=== WHAT YOU SHOULD DO ===
Output the data exactly, with every line intact.

Recorded data:
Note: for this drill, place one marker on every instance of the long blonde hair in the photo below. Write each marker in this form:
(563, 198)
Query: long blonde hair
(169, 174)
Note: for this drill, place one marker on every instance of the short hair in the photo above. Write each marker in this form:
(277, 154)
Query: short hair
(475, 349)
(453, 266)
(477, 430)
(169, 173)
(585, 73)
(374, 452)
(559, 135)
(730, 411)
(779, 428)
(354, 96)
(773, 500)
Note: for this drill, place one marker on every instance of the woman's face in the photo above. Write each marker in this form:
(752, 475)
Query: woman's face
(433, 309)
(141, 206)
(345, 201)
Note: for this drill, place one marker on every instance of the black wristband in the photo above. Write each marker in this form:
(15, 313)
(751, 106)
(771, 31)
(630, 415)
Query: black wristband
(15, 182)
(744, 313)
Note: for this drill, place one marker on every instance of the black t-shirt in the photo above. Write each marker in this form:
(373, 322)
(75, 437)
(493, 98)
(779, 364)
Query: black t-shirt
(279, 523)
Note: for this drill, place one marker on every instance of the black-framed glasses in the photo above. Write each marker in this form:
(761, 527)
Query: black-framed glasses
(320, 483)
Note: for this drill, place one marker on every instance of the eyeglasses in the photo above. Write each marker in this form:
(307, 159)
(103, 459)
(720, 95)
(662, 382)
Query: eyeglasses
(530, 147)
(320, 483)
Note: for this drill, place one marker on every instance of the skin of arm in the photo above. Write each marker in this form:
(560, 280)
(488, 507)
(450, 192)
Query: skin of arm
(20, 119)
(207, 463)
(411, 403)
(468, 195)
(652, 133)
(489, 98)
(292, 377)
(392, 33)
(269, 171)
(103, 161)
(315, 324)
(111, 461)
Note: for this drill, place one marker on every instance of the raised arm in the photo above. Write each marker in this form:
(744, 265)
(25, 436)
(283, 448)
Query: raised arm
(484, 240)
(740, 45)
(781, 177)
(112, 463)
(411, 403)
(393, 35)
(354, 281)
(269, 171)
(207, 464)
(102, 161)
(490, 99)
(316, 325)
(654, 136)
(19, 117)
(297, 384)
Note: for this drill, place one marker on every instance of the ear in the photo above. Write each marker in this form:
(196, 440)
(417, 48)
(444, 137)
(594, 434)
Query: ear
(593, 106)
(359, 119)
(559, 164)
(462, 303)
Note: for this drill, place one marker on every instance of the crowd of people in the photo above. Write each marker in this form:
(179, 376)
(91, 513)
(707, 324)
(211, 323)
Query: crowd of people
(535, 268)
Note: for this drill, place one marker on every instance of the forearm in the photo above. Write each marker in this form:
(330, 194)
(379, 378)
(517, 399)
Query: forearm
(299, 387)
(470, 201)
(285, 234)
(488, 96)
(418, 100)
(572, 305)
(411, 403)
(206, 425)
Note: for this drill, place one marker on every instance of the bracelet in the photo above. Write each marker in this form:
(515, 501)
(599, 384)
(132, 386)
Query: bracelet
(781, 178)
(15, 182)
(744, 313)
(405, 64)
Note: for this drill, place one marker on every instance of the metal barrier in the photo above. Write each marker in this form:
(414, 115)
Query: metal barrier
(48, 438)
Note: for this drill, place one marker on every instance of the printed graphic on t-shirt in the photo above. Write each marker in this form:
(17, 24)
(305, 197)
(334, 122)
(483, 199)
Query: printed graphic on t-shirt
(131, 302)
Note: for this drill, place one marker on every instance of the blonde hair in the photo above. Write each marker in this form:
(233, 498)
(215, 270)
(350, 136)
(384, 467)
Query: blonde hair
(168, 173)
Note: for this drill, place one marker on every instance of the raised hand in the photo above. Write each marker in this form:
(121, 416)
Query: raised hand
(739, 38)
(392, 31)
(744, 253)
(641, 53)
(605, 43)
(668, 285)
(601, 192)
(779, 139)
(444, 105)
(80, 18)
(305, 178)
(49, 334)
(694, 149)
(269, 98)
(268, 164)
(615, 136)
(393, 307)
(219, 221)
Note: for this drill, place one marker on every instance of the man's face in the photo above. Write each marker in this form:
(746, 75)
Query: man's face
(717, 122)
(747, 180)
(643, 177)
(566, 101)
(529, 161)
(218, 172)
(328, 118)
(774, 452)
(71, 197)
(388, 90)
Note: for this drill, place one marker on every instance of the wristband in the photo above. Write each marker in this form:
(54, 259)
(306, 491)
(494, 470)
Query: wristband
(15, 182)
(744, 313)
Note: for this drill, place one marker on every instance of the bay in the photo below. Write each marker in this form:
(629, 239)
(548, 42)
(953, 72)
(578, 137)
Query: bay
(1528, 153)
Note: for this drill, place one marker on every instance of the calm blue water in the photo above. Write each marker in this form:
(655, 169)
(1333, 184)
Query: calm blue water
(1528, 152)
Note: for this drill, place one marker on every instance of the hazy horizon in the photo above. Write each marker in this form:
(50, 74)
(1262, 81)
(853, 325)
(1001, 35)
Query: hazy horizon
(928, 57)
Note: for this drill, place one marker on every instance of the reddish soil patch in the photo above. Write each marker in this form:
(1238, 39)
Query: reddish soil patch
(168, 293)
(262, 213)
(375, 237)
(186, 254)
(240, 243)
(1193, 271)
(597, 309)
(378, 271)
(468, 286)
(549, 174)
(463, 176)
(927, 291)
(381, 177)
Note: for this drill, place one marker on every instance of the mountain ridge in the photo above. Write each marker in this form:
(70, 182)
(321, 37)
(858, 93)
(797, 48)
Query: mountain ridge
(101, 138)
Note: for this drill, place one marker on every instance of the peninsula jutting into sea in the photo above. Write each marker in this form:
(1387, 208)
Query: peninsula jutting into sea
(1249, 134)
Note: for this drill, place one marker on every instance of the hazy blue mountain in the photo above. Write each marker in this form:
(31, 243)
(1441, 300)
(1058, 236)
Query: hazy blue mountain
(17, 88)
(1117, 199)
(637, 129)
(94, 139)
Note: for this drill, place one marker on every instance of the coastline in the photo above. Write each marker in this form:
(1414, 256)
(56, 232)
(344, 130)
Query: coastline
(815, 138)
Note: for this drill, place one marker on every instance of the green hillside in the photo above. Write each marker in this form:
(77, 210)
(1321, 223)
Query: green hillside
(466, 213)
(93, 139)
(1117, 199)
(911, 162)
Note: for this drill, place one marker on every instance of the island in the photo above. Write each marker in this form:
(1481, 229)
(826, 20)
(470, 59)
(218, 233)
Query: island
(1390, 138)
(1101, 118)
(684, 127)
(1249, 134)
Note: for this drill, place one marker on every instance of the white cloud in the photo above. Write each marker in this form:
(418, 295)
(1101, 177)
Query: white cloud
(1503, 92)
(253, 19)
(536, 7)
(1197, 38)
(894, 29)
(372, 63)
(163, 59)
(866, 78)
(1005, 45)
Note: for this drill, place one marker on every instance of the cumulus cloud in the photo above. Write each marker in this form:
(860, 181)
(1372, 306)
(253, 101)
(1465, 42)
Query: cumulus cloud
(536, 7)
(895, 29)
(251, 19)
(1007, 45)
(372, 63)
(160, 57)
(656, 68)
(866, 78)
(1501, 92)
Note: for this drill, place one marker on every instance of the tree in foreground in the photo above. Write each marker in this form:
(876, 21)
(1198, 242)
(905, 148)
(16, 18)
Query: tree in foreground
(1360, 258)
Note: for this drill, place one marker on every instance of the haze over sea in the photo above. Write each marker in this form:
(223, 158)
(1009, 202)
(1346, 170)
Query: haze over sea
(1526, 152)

=== ANSWER ===
Note: for this drill, place one marker on every instance of the long blonde hair in the photo below. Write each marker in this form:
(563, 198)
Query: long blonde hair
(169, 174)
Note: for this drill, place one marker on every instance of the short hair in the photo above. Write each marker in this form:
(277, 154)
Query: short hair
(475, 349)
(453, 266)
(477, 430)
(169, 173)
(585, 73)
(374, 452)
(559, 135)
(730, 411)
(779, 428)
(354, 96)
(773, 500)
Note: for this drill, place one marker on every instance of the woman's face in the photo above. Write each marker in this form:
(752, 475)
Query: woman's face
(433, 309)
(141, 206)
(345, 201)
Note: for this drill, place one marker on every instance of the black wristband in the photo above. Write each marker in this form:
(15, 313)
(751, 106)
(771, 31)
(630, 415)
Query: black wristband
(15, 182)
(744, 313)
Note: for this drill, place one marker on every instance of the black t-shirt in the photo above. Write each marker in this form:
(373, 322)
(75, 437)
(493, 98)
(779, 364)
Query: black t-shirt
(279, 523)
Note: for this drill, place one marker on every instance of the black-framed glasses in the photo above. Write each marker in this form:
(761, 527)
Query: black-framed glasses
(320, 483)
Note: for this drill, place one marker on every instance of the eyeglasses in the photo above. Write each marker in this form:
(307, 159)
(103, 459)
(720, 95)
(662, 382)
Query: eyeglasses
(530, 147)
(320, 483)
Note: for this drill, place one marker on every instance of the skin of arm in the photo above. Write each marker in this form:
(560, 280)
(488, 507)
(450, 192)
Query: skin of arm
(20, 119)
(207, 463)
(411, 403)
(468, 195)
(652, 133)
(489, 98)
(292, 377)
(392, 33)
(269, 171)
(103, 161)
(315, 324)
(111, 461)
Note: for this drill, place one marker on every instance of the raised arm in the photo above. Write each marker in this form:
(744, 265)
(25, 436)
(283, 448)
Query: raised arm
(484, 240)
(740, 45)
(781, 177)
(112, 463)
(411, 403)
(393, 35)
(354, 281)
(269, 171)
(207, 464)
(102, 161)
(490, 99)
(316, 325)
(654, 136)
(19, 117)
(297, 384)
Note: for this drill, place one marker on every instance of the ear in the photo above. Write each marker in this form:
(196, 440)
(417, 48)
(444, 137)
(594, 434)
Query: ear
(593, 106)
(359, 119)
(559, 164)
(462, 303)
Note: for this drill, place one marker on every instance of the crowd of people in the photo above. Write each marker in this form:
(179, 376)
(91, 513)
(707, 324)
(211, 323)
Query: crowd of people
(535, 268)
Note: for this drill, place one marker on every instance of the forearm in the photo above. Write each marker in this form:
(330, 194)
(379, 378)
(517, 399)
Query: forearm
(299, 387)
(470, 201)
(285, 234)
(488, 96)
(418, 100)
(572, 305)
(411, 403)
(206, 425)
Note: for this drill, place one marker on every instance of the bracelet in the photo above. Write each marker in this form:
(515, 501)
(599, 384)
(132, 386)
Query: bracelet
(781, 178)
(15, 182)
(744, 313)
(405, 64)
Note: for this drill, place one marker on every instance of the metal barrier in the photo above. Write each marker in this form:
(414, 115)
Query: metal barrier
(48, 438)
Note: for this drill, place one marker on every instance of the printed graphic on t-shirt in the photo above. Write each marker in this form:
(17, 24)
(305, 197)
(334, 122)
(483, 199)
Query: printed graphic on t-shirt
(131, 302)
Note: for this drill, place one marker on every instance of the blonde hair in the photo above. Write each marker in this form:
(233, 498)
(215, 270)
(350, 136)
(384, 467)
Query: blonde hair
(168, 173)
Note: for this drill, place one marker on every instance of the raised hand in the photo above. Write each marker in this form:
(121, 416)
Query: raised hand
(739, 38)
(392, 31)
(744, 253)
(641, 53)
(605, 43)
(668, 285)
(601, 192)
(779, 139)
(444, 105)
(80, 18)
(305, 178)
(49, 334)
(694, 149)
(269, 98)
(268, 164)
(615, 136)
(393, 307)
(219, 221)
Note: for this drill, place one marker on every instance of the man's face in the photo above. Write each marker in this form:
(746, 75)
Query: man's face
(717, 122)
(747, 180)
(643, 177)
(566, 101)
(529, 161)
(218, 172)
(328, 118)
(774, 452)
(71, 197)
(388, 90)
Note: for this drill, place one marker on every instance of the wristband in the photo above. Write each marker in this form:
(54, 259)
(306, 491)
(494, 470)
Query: wristband
(15, 182)
(744, 313)
Note: for this drill, place one marker on every instance of the bay in the photo below. Write each marker in this form:
(629, 239)
(548, 42)
(953, 72)
(578, 137)
Query: bay
(1528, 153)
Note: for this drill, place one marker on every instance of the calm blue water in the photo above. Write each marker in this form:
(655, 169)
(1333, 184)
Query: calm blue water
(1528, 152)
Note: for this drill, place one marker on every instance of the hazy horizon in the photo above. Write each marker in this form:
(50, 74)
(1262, 81)
(853, 325)
(1001, 35)
Query: hazy horizon
(928, 57)
Note: for this drill, place one marker on every instance of the reddish soil patch in the photo above. Write each marker in this form:
(1238, 39)
Query: reddish soil patch
(168, 293)
(262, 213)
(375, 237)
(186, 254)
(240, 243)
(1193, 271)
(597, 309)
(378, 271)
(468, 286)
(549, 174)
(463, 176)
(927, 291)
(381, 177)
Note: for this drill, place one marker on every instance of the mountain ridge in the photo above. Write each marker in this form:
(70, 182)
(321, 37)
(858, 93)
(797, 48)
Query: mountain ridge
(101, 138)
Note: for this drill, place one marker on every instance of the peninsula jutting into sea in the photo above. Write each marker in this form:
(1387, 208)
Query: peninsula jutting into sea
(1249, 134)
Note: for this drill, place one marker on every instance of the hazy blue mountain in the photo above. Write each marker in this form:
(31, 243)
(1441, 300)
(1058, 236)
Query: hazy blue mountain
(17, 88)
(1117, 199)
(637, 129)
(94, 139)
Note: for this drill, place one marker on every instance of the coastline in the photo above. Write each marker in this form:
(1414, 256)
(56, 232)
(344, 130)
Query: coastline
(815, 138)
Note: for this drill, place one marker on every instance of the green hillside in the photo above. Write each marker in this form:
(77, 210)
(1321, 223)
Query: green hillside
(466, 213)
(93, 139)
(1117, 199)
(911, 162)
Note: for this drill, place one marker on every instance of the island in the photo above. Write each marker in this form:
(1481, 229)
(826, 20)
(470, 59)
(218, 233)
Query: island
(1390, 138)
(1101, 118)
(684, 127)
(1249, 134)
Note: for this drill, place one marker on every instance of the white cloud in the photo above. Write each marker in this form:
(418, 295)
(1101, 177)
Query: white cloud
(1503, 92)
(253, 19)
(536, 7)
(1197, 38)
(894, 29)
(372, 63)
(163, 59)
(866, 78)
(1005, 45)
Note: for this drill, place one marker on every instance of the cumulus cloud in the photo above. Write each marker in this form:
(860, 181)
(1372, 306)
(253, 101)
(1465, 42)
Query: cumulus cloud
(536, 7)
(895, 29)
(251, 19)
(1007, 45)
(372, 63)
(160, 57)
(656, 68)
(866, 78)
(1501, 92)
Note: for this drill, place one marker on every instance of the tree in foreground in the photo above. Write each marker in this form:
(876, 21)
(1198, 242)
(905, 148)
(16, 18)
Query: tree in foreground
(1360, 258)
Note: for this drill, place one marker on every instance of the haze over sea in the photo above. Write each marker in this form:
(223, 158)
(1009, 202)
(1346, 170)
Query: haze over sea
(1526, 152)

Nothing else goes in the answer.